■ **Seção do documento**:
O brasileiro organicamente tem se mostrado nefasto e dissimulado. No Brasil, conforme dados estatísticos, jovens negros estão sendo exterminados e muitos brasileiros acreditam que aqui todas as etnias vivem harmoniosamente. A cada dois dias um homossexual é morto por crime de ódio, conforme dados do Grupo Gay da Bahia, e muitos dizem que o Brasil tem liberdade sexual; as mulheres são sistematicamente mortas e violentadas e se diz da igualdade de gênero. Acho que somos um povo hipócrita.
Alexino, gostaria de saber se você enxerga saídas ao cenário midiático atual e como você vê os desafios da imprensa negra e alternativa em nosso tempo. Quais as possibilidades?
A imprensa brasileira precisa entender melhor o seu papel, aquilo que é a deontologia do Jornalismo. Ou seja, a imprensa brasileira precisa se tornar ética. Ela deve entender quais são os seus limites éticos. Deve entender que interferir na vida nacional para estimular golpes e favorecer grupos econômicos ou partidos conservadores que darão às empresas jornalísticas privilégios é imoral. É uma questão de princípio, que parece estar faltando à imprensa nacional, principalmente aos grupos midiáticos hegemônicos.
Por outro lado, a imprensa sindical também é inconsequente. Acusa sem prova, mostra-se leviana e usa termos chulos para reivindicar os seus interesses.

■ **Listagem selecionada**:
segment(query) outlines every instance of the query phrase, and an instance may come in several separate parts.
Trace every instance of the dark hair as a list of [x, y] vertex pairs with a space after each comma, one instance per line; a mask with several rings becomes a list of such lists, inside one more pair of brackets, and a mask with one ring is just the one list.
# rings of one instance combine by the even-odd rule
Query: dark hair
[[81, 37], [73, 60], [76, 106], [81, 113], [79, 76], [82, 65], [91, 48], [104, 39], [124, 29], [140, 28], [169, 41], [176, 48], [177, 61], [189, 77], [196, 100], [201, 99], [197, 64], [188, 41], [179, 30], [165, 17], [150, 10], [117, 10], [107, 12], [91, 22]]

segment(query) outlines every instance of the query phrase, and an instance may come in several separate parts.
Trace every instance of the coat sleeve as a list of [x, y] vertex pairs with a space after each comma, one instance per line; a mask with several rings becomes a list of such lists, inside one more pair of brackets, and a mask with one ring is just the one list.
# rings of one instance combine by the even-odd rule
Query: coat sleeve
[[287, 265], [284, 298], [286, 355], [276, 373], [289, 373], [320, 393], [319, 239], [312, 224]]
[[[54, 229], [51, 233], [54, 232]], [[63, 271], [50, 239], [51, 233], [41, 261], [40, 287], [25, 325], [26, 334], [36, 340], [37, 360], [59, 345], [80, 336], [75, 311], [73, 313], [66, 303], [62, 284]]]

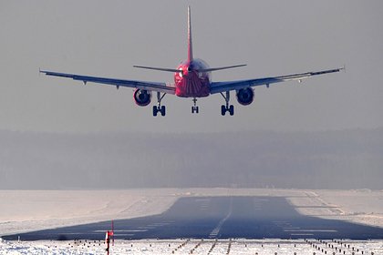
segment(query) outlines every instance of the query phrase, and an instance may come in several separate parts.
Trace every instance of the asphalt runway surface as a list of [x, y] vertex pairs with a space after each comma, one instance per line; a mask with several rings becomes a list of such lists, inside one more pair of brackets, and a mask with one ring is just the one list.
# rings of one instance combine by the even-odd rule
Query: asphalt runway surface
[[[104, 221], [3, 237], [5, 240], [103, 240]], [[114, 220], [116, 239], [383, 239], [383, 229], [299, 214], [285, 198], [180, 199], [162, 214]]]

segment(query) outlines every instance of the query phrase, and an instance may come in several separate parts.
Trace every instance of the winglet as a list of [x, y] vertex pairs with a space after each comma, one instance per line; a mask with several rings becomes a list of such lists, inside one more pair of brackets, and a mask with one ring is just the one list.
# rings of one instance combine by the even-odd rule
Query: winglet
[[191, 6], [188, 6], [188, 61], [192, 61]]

■ **Enunciado da tarefa**: Redija a continuação da entrevista sobre a imprensa brasileira, começando logo após a última frase apresentada.

■ **Exercício resolvido**:
Já a mídia negra, voltada para população negra, tem se especializado apenas na denúncia do racismo. Fica sempre na defensiva. É lógico que é necessário denunciar o racismo, mas não ficar refém dele.
É necessário que a mídia negra crie uma identidade para elevar o segmento negro e propor novas ordens nacional e mundial. Um desses processos poderia mostrar à população negra o quanto ela é importante na construção científica, política, cultural do Brasil. É necessário mudar paradigmas e discursos.
A mídia negra muitas vezes é refém do modelo. Tenta ser o inverso da mídia hegemônica, mas muitas vezes age como ela. Não possui, muitas vezes, uma identidade própria.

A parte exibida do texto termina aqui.